[Source excerpt]:

───

Monday 7 January 2013

Rigmarole

You ever had a moment when you're walking along and suddenly a word pops into your head, and you love it, and realise it's the best word that ever existed. That's what happened today, I was walking along minding my own business, looking left to right and just roaming pointlessly with no destination, and a word just came into my mind, perfect spelling, perfect knowledge of the word, as if I just invented  it, but I know I didn't. It's a strange sensation, a nice one. Rigmarole...

Walking is something I do to clear my head, it makes me feel good. I used to walk along the cliffs by the sea when I lived in Sunderland, my home-town. I could walk for miles, for hours, the sea crashing against the cliffs, the wind in my hair, the horizon on one side and endless scenery on the other, mostly fields and the sky; it kept me at peace. It was either walking or riding my bike, when things got rubbish at home that's what I'd do, I'd escape and roam by the sea.

Now I have nowhere to go, I live in the middle of a city, a relatively big city, not huge, but big enough that I can walk for an hour and still be surrounded by the streets, the cars, the roads. It didn't take long to find a park, but the trees didn't last forever, still surrounded by streets, by people... It's impossible to be completely alone here, can't say it's something I like, I miss the solitude, the nature, it was always so beautiful. Walking around the city doesn't have the same soothing affect, but getting lost and not knowing where I am, that's quite a nice feeling; alone and lost, no responsibility, no concerns, just walking.

───

[Provided material]:
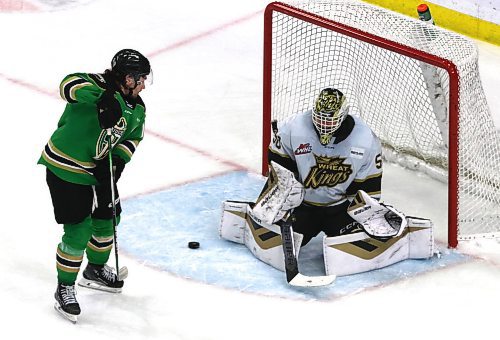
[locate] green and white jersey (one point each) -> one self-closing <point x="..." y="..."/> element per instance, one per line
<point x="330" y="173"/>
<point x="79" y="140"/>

───

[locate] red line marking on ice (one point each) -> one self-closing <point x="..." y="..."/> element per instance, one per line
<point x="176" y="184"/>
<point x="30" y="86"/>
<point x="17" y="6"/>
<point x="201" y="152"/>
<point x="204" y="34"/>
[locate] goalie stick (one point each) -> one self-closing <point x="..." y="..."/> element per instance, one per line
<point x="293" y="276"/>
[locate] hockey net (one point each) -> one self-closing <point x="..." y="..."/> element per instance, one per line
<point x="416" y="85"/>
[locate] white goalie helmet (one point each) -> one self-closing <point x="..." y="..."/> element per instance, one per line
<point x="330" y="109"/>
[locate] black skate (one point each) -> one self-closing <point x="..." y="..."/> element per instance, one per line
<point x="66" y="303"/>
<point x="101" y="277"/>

───

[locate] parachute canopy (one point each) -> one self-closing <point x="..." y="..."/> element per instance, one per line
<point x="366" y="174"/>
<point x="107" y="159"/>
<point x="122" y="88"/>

───

[Task requirements]:
#1 Reproduce the Rigmarole blog post word for word, everything from "Monday 7 January" down to "nice one. Rigmarole...".
#2 According to the Rigmarole blog post, what is the writer still surrounded by after walking for an hour in the city? List each thing named.
#3 Extend the Rigmarole blog post past its final sentence.
You won't need the records for any of this.

[Expected responses]:
#1
Monday 7 January 2013

Rigmarole

You ever had a moment when you're walking along and suddenly a word pops into your head, and you love it, and realise it's the best word that ever existed. That's what happened today, I was walking along minding my own business, looking left to right and just roaming pointlessly with no destination, and a word just came into my mind, perfect spelling, perfect knowledge of the word, as if I just invented  it, but I know I didn't. It's a strange sensation, a nice one. Rigmarole...

#2
the streets
the cars
the roads

#3
So when I'm not sure what to do it just makes sense to go for a walk. A long rambling pointless walk; which is what I did today. A gentleman approached me, whilst I was wandering along an unimpressive street, gazing up at the trees reaching into the sky lining the pavements. I was quite shocked when he stopped me and asked for directions, I apologised to him, in my sincerest voice I said, 'I'm sorry, I'm getting lost.' His expression was quizzical for the an almost imperceptible second and then he smiled and nodded and I walked away. Probably not my best first impression...

When you're on your own you have no reason to be anything more than what you want to be, it's quite liberating. Today I wore a skirt that my boyfriend and my mum hate even though I'm quite fond of it, makes me look old apparently, I put a pink lipstick on which I wouldn't dare to use unless I was going out drinking and had the utmost confidence it would be gone within a short period of time; I left my hair loose and my fringe, which is now obscuring my vision but I'm far too lazy to get it cut, flopping over my eyes. Off I went into the world, my first port of call, walking with an air of confidence through a sea of people down the busiest street in the city of town and kept my eyes up, I waltzed past the crowds and felt completely at ease in myself, very rare but for very good reason. My image was barely imprinting on anyone's mind, it was footprints in the sand, immediately washed away by the sea, they saw me but I was gone within seconds, I was making multiple first impressions in one go if people were swift enough to observe. If someone caught eye contact I would smile at them, otherwise I'd keep my head tall and my expression distant; it takes a lot of effort to look as disconnected as I do. Don't ask why I decided to waltz down the busiest street in the city centre before going on my rambling lonely walk, it seemed like a good start, I'd be traversing empty streets not long after.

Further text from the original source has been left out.